YOUR TASK.
Please transcribe the lines below verbatim, starting with the first one and stopping after the line that contains "[431,86,628,404]", including that line.

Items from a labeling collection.
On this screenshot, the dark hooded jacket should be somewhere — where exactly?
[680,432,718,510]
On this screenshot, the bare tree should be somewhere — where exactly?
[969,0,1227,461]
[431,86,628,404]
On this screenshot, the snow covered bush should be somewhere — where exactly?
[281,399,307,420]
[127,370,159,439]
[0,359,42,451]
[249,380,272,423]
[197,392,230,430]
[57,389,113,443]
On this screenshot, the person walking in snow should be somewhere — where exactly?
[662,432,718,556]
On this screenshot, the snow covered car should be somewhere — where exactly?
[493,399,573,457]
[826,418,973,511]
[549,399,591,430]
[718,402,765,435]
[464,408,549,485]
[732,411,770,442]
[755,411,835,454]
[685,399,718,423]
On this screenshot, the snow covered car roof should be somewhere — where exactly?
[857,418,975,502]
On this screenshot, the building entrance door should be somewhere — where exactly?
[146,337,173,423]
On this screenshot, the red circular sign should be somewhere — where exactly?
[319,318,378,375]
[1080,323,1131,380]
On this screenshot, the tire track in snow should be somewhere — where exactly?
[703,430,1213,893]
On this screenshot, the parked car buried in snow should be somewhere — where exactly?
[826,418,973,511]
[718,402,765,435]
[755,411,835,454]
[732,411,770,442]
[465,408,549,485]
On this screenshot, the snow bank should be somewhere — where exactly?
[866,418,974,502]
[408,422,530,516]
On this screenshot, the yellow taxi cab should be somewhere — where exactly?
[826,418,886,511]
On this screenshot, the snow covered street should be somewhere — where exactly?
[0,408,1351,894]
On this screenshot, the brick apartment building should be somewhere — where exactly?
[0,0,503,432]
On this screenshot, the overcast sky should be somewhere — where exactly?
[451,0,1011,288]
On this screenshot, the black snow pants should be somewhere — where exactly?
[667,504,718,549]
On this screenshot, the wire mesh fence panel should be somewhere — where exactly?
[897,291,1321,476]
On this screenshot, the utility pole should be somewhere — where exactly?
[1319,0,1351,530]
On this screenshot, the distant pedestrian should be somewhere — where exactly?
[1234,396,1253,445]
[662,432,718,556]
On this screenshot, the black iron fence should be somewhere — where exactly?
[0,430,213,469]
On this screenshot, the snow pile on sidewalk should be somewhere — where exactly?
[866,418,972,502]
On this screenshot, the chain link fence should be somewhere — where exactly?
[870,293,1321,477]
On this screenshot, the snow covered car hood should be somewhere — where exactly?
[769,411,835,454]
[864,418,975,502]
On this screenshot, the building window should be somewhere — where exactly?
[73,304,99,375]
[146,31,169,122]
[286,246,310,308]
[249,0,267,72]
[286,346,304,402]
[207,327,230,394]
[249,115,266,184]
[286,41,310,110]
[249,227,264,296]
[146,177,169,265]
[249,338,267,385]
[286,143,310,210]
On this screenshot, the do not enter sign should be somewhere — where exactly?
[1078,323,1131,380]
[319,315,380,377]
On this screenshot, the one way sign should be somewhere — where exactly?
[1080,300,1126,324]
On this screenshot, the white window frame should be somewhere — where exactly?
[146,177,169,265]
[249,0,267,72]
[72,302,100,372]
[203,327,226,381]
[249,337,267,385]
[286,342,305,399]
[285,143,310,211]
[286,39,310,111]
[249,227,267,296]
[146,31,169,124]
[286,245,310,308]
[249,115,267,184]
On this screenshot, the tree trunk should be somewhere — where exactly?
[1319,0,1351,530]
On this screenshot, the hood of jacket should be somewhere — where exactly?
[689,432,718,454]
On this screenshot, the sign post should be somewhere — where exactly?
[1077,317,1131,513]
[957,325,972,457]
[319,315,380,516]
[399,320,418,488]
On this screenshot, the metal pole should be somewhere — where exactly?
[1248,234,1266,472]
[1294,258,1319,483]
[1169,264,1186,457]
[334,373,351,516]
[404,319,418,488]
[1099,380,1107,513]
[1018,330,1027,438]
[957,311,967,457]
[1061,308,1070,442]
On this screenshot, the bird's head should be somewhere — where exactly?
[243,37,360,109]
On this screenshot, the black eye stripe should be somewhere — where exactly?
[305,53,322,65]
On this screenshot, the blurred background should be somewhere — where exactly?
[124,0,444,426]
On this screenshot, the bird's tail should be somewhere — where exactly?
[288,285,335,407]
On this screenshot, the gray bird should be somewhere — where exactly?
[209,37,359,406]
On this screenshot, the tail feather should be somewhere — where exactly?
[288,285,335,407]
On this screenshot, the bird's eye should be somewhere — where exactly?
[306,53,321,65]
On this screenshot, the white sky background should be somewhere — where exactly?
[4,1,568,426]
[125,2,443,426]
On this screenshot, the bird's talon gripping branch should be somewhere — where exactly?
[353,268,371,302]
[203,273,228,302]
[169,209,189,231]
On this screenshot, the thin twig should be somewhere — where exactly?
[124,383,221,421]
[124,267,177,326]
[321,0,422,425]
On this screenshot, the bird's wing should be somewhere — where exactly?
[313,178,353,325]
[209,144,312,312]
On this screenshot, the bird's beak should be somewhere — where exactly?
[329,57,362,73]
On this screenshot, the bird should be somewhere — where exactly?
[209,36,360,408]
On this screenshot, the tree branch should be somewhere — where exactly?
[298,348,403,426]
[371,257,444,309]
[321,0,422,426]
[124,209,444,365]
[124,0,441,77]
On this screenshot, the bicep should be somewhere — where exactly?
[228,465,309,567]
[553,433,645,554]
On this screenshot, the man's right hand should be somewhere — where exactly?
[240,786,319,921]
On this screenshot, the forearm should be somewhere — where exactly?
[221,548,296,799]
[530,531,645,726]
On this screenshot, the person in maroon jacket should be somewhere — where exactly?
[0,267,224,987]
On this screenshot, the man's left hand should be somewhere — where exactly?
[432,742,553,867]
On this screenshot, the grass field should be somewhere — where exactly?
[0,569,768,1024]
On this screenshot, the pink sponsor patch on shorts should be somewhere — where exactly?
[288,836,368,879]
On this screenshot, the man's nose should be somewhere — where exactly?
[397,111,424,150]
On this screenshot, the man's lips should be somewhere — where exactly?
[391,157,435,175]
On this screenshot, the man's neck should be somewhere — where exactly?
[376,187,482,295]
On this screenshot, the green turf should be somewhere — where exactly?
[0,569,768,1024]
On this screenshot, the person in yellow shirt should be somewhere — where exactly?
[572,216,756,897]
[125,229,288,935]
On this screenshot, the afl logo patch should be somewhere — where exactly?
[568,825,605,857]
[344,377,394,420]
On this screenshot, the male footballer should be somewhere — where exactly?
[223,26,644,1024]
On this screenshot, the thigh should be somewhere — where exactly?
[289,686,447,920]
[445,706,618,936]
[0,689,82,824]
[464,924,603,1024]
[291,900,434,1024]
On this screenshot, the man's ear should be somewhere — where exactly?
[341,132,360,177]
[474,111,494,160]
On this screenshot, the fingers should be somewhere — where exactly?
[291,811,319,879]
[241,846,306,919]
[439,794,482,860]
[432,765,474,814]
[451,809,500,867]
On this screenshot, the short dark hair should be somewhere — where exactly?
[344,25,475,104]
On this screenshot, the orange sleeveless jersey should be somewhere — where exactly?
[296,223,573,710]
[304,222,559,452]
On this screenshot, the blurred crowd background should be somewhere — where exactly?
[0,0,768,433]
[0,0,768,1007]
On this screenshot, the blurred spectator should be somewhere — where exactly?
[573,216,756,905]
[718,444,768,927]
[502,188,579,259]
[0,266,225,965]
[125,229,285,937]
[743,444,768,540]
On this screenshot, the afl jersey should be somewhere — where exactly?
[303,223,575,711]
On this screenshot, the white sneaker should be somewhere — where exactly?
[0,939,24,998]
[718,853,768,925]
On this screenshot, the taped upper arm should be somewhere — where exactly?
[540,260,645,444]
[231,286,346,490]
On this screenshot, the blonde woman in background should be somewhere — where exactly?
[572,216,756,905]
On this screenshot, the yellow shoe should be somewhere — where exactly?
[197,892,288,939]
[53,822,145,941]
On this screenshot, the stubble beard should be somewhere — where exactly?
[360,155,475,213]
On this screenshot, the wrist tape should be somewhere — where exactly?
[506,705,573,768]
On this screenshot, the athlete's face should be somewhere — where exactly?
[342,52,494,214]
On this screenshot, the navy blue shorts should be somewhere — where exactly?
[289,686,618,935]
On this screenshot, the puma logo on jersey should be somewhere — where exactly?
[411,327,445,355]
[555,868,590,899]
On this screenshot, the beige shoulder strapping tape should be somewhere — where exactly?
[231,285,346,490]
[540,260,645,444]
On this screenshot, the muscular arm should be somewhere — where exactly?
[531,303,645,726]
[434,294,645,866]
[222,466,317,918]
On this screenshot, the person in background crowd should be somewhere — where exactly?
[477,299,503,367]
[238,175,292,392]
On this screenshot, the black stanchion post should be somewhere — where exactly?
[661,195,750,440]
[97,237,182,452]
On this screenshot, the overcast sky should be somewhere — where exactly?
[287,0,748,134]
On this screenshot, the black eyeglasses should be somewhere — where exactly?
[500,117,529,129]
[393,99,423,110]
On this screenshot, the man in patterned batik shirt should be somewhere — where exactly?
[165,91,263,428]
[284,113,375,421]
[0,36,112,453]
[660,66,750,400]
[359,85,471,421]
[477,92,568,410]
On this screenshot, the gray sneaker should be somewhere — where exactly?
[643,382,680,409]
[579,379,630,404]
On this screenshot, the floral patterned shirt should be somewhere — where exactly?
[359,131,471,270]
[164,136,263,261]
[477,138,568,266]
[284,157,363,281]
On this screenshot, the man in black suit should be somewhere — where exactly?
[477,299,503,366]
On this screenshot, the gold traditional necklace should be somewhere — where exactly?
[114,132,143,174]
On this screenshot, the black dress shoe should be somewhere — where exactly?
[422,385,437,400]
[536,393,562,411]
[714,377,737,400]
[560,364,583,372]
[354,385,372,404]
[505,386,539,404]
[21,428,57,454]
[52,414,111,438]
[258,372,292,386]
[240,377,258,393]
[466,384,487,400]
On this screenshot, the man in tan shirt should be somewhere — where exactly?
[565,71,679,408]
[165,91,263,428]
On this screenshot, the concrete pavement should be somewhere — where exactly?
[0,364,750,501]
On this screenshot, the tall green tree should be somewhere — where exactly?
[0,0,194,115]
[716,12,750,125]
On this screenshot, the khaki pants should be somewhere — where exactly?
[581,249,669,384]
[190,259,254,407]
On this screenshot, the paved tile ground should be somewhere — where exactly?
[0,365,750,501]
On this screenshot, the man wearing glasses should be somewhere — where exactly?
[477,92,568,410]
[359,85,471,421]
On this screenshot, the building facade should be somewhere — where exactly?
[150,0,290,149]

WRITTEN RESPONSE.
On this screenshot, the dark hooded jacket should be somewhere — where exactly?
[680,432,718,510]
On this screenshot, the bare tree should be somewhere — where exactly?
[969,0,1227,461]
[431,86,628,404]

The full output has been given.